- TEXT SECTION:
::::

Dresden’s Roy Herron offering fix in Congress

Posted: Monday, August 16, 2010 10:15 pm
By: John Brannon, Staff Reporter

Dresden’s Roy Herron offering fix in Congress | Dresden’s Roy Herron offering fix in Congress

CAMPAIGN STOP — In his appeal for questions from the audience, state Sen. Roy Herron receives a query from Jan Kizer of Union City as a crowd of about 50 listens in the Circuit Courtroom at the Obion County Courthouse.
Staff Reporter
State Sen. Roy Herron of Dresden says recent backlash at the polls reflects voter discontent about certain people, not the Democratic Party.
“I think the sentiment is anti-incumbent sentiment. We’ve seen that. People know that Washington is broken and needs to be fixed,” he said.
A state senator, attorney and former Methodist minister, Herron won the Democratic nomination in the Aug. 5 primary election as the candidate for the Eighth District congressional seat being vacated by retiring Congressman John Tanner of Union City.
His opponent in the Nov. 2 general election is agri-businessman Stephen Fincher of Frog Jump. He won the Republican nomination in the Aug. 5 primary.
Herron said Eighth District voters want someone who knows how to do things right “and do things differently than the Washington way.”
At the Obion County Courthouse Friday, he spent about an hour telling a crowd of about 50 gathered in the Circuit Court courtroom that he is that somebody.
On tour
Herron’s visit to Union City was one of several in his “Cuttin’ & Creatin’” tour to take his message to all 19 counties in the Eighth District. The tour began Aug. 9 and ended Saturday.
About the title of the tour, Herron said, “They said if I didn’t pronounce g’s, they weren’t going to put them in a press release. Cuttin’ and creatin’. We’re talking about cutting waste, we’re talking about creating jobs.”

::::

- INFORMATION SHOWN:
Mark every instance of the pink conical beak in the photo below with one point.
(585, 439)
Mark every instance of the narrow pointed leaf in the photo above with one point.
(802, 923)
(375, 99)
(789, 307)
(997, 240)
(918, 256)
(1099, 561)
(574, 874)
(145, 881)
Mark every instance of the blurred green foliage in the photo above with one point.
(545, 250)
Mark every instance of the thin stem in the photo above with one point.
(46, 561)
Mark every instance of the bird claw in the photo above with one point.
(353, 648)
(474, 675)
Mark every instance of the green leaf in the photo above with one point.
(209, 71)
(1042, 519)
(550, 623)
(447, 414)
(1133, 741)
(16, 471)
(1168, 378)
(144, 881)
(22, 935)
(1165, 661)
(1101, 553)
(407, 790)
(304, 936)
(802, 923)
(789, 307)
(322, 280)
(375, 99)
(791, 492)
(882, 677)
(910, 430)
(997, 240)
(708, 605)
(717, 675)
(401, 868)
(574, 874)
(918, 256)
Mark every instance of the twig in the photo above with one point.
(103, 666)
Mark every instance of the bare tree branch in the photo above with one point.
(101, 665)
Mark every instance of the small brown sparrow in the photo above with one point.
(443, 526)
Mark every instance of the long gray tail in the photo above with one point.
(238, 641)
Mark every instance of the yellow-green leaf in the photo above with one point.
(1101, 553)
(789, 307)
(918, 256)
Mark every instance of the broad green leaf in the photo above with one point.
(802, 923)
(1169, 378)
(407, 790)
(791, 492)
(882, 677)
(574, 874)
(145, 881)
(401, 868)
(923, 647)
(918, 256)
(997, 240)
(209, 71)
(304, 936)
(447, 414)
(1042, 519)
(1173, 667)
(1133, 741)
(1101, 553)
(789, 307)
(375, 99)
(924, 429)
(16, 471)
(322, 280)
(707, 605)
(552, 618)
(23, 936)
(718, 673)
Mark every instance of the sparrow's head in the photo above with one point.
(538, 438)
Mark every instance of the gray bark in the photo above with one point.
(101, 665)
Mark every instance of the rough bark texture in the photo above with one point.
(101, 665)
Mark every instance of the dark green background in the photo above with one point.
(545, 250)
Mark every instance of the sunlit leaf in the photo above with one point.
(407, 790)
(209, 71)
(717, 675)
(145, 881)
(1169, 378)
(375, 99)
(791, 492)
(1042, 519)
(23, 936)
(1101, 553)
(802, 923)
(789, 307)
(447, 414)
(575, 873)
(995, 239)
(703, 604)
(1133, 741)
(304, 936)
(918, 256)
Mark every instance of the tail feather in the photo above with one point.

::::

- STATED TASK: Could you duplicate the passage of the Roy Herron campaign article between "A state senator, attorney" and "of Union City.", inclusive?

- SOLUTION FOR THIS TASK:
A state senator, attorney and former Methodist minister, Herron won the Democratic nomination in the Aug. 5 primary election as the candidate for the Eighth District congressional seat being vacated by retiring Congressman John Tanner of Union City.